Needed from the data below: every line from the one with "In the photo below, where can the church" up to and including the one with "Target: church facade", repeated exactly and with nothing else.

Dataset Start Marker

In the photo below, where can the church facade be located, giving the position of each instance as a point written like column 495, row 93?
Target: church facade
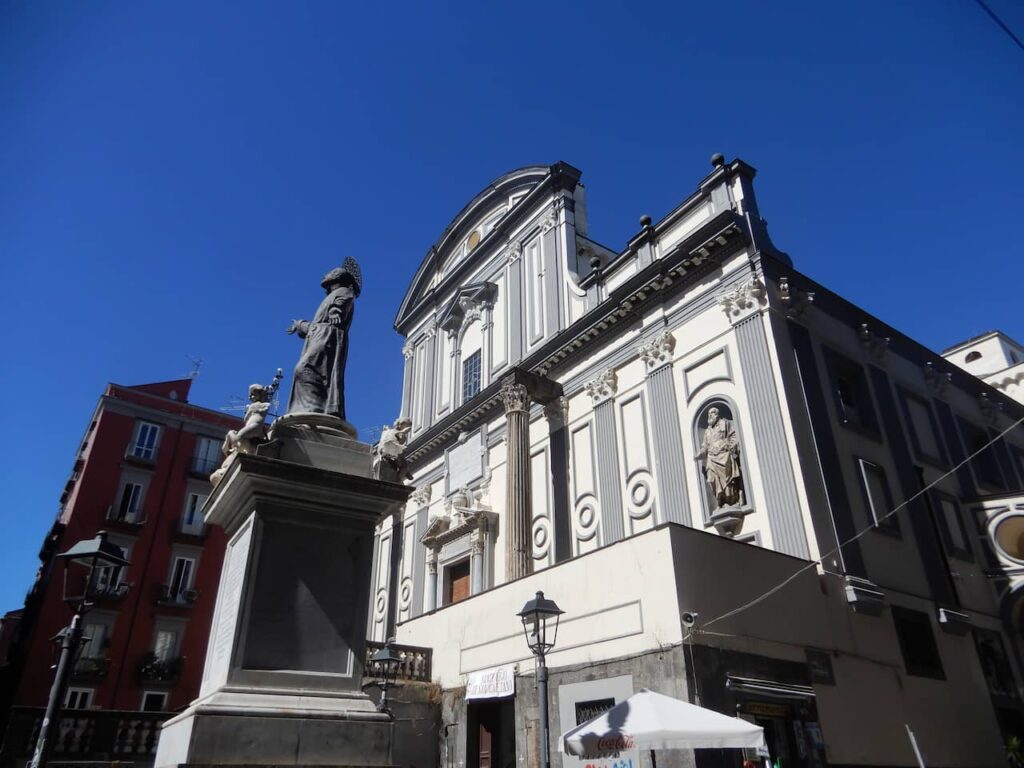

Dataset End Marker
Dataset Start Marker

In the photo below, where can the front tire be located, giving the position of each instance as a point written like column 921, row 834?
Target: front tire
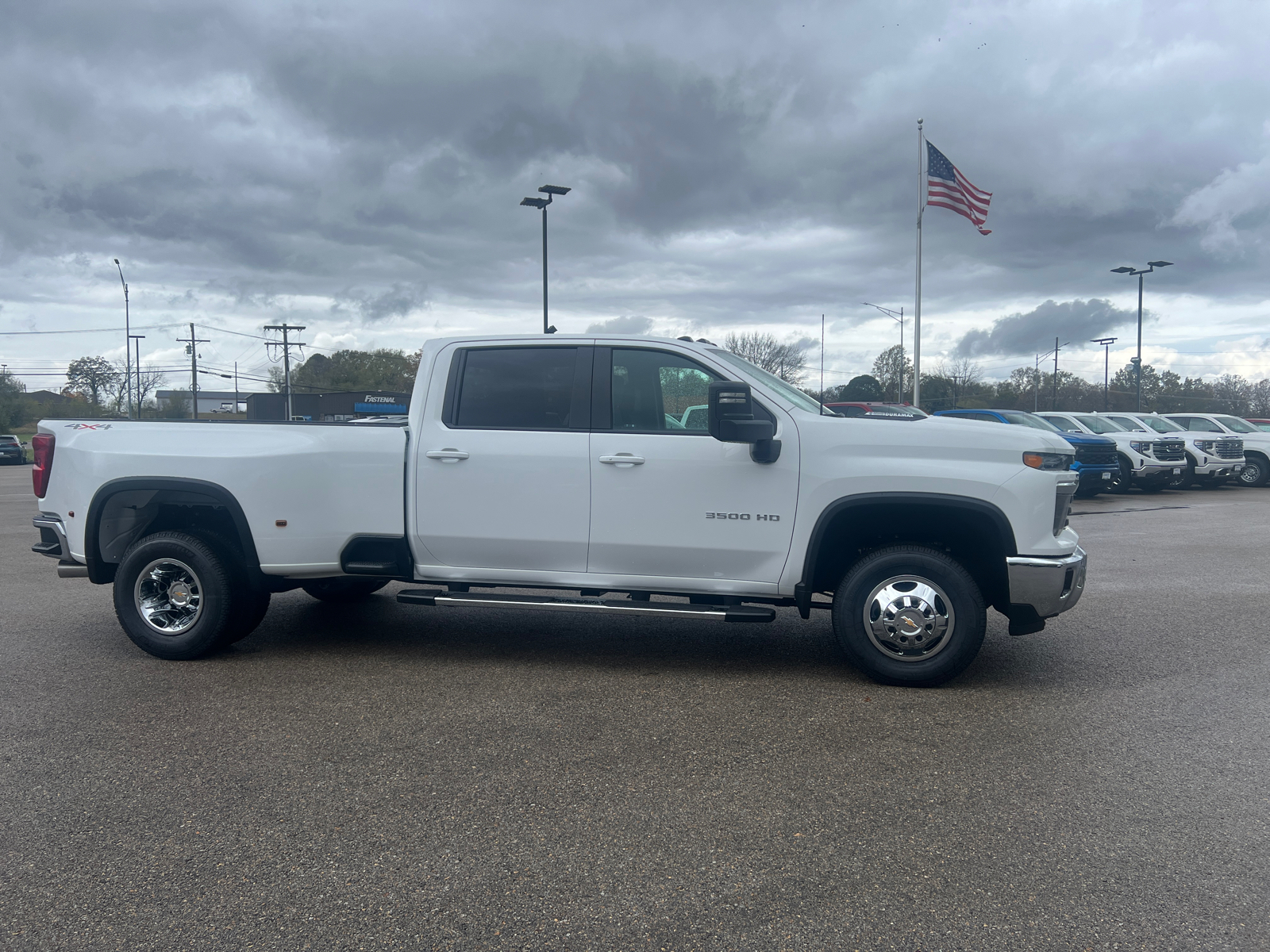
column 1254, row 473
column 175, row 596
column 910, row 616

Dataset End Marker

- [Answer section]:
In the photo below, where can the church facade be located, giving the position of each instance as a point written like column 495, row 93?
Target: church facade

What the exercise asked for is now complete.